═════ Records to process

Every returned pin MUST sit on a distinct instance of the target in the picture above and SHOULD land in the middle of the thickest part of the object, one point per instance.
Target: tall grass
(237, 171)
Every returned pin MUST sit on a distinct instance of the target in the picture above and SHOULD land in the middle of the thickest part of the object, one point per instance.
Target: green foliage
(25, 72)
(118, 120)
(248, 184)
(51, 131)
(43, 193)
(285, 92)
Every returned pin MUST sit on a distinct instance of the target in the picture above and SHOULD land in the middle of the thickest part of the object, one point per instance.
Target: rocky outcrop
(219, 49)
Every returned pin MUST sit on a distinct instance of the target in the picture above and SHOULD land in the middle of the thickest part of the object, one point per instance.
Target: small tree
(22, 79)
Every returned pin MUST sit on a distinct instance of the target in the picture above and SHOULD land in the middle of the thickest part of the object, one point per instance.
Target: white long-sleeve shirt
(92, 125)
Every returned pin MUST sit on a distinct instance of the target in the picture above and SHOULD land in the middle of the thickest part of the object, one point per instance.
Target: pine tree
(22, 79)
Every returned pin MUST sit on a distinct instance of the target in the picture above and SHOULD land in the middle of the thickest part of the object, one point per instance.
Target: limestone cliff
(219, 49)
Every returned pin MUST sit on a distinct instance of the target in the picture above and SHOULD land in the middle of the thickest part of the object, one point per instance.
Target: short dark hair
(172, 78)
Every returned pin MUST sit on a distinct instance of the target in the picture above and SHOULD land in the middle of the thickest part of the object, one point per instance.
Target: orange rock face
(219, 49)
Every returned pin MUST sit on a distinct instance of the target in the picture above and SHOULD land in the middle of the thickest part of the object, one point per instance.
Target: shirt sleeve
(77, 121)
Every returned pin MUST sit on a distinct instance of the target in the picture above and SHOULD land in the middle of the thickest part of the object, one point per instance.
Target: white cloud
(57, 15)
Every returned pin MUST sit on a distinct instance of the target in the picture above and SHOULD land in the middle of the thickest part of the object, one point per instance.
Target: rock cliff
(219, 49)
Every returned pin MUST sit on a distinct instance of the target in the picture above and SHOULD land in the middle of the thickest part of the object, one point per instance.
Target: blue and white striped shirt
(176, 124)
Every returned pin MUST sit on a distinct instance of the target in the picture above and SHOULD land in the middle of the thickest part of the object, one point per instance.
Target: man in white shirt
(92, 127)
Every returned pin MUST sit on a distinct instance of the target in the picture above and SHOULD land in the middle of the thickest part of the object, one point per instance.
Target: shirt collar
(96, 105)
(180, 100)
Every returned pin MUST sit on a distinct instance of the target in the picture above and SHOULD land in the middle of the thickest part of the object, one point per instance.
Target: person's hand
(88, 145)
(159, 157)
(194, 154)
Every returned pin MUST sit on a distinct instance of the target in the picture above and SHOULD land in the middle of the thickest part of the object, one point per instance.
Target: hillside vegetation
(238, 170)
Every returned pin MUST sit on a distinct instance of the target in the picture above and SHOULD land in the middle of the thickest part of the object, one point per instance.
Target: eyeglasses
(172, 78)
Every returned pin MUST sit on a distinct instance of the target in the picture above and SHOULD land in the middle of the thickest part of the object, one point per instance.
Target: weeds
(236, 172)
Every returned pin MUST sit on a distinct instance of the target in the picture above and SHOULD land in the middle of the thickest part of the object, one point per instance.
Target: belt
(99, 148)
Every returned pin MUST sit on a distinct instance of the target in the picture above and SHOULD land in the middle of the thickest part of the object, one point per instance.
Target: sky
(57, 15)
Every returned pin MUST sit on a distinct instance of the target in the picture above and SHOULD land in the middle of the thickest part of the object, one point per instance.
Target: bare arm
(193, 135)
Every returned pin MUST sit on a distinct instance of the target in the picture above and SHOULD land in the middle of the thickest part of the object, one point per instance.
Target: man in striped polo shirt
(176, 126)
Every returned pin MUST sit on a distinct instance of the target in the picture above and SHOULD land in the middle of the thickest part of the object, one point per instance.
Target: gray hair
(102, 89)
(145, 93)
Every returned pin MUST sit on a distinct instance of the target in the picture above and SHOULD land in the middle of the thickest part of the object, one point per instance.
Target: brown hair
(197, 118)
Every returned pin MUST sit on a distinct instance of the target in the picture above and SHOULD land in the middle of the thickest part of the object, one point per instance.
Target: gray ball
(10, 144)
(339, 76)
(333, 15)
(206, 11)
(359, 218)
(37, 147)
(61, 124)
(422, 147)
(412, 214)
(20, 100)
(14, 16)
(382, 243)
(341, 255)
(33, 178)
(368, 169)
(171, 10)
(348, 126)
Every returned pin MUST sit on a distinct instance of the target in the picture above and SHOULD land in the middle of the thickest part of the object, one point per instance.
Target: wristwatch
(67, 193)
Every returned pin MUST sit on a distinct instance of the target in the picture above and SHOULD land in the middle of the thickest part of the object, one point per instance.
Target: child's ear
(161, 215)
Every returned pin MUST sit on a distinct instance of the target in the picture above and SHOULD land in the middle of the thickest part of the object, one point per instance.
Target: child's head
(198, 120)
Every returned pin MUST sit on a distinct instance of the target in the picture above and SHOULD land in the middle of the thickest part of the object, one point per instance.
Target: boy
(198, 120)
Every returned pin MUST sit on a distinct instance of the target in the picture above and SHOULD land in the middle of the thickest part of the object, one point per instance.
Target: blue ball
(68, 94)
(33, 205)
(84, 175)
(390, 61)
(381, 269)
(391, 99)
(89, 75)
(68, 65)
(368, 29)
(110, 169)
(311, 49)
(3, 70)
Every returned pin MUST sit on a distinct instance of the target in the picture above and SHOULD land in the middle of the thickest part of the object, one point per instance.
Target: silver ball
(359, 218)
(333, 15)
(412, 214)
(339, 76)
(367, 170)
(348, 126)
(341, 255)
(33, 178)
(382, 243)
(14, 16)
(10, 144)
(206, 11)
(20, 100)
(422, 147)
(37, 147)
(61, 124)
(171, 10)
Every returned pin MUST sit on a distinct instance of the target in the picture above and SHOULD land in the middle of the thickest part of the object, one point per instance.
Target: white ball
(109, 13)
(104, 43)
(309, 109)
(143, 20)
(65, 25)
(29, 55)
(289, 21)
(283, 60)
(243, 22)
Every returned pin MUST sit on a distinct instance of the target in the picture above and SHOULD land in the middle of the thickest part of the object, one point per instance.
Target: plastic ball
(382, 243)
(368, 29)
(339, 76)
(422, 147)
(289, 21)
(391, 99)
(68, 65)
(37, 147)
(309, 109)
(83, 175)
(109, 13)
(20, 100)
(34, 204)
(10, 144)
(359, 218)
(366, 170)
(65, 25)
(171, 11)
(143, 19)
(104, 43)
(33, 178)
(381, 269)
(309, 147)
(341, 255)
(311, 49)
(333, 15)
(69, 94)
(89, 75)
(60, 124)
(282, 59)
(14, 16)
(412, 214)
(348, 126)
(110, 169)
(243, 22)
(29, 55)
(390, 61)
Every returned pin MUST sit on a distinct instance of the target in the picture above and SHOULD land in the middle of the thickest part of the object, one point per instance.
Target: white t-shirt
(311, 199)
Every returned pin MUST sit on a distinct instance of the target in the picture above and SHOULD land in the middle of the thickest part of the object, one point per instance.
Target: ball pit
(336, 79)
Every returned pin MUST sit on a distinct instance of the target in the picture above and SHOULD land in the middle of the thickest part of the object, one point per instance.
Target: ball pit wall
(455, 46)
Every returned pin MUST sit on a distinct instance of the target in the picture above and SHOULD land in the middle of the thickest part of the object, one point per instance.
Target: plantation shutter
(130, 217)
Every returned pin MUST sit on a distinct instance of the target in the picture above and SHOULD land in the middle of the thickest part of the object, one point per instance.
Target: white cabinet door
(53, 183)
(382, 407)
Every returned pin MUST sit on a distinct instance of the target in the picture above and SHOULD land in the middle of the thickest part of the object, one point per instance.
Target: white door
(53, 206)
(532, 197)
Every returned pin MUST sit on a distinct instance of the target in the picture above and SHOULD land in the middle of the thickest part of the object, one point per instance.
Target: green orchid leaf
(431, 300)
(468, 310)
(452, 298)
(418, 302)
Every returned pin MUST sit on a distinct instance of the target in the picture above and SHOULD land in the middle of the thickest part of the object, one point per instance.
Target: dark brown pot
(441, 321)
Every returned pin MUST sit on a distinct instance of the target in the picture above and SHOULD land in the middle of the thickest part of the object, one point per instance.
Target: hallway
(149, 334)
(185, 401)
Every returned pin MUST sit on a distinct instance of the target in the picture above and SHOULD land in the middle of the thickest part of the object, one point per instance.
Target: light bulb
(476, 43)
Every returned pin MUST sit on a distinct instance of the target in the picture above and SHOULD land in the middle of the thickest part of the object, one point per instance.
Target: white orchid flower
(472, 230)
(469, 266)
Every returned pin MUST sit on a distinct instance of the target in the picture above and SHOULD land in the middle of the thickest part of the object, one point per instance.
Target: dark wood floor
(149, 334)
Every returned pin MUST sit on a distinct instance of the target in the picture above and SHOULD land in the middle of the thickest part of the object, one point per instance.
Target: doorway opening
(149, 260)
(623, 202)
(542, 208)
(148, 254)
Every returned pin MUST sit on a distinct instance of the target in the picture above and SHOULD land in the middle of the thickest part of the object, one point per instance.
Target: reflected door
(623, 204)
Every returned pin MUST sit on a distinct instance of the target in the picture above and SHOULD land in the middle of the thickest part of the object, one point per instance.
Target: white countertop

══════════

Task objective: Only the lines from the one with "Target: light bulb" to the end of the listing are wanted. Print them exactly, keeping both ends.

Reply to the task:
Target: light bulb
(476, 43)
Every returned pin MUST sit on a distinct instance of the target in the picture above and SHOULD land in the middle of the thickest part of the object, one point per instance.
Target: white orchid flower
(472, 230)
(469, 266)
Every returned pin MUST sit on a distinct instance of the target in the picture above and SHOULD land in the middle of the thickest part of the object, one point per instance.
Target: dark wood floor
(149, 334)
Every returned pin MUST sit on a distinct instance of the target in the picture above and SHOULD land in the middle of the thickest part of the object, one point per instance.
Target: doorway opening
(149, 260)
(623, 202)
(542, 208)
(148, 254)
Every returned pin MUST sit on a distinct instance of the target in the picture above and SHOULD land in the middle of the thickest part of the object, one point per instance.
Target: reflected door
(623, 204)
Every returned pin MUST sit on a distinct instance of the target in the picture above and SHOULD land in the middle of the thickest part of the object, one point per instance.
Target: white countertop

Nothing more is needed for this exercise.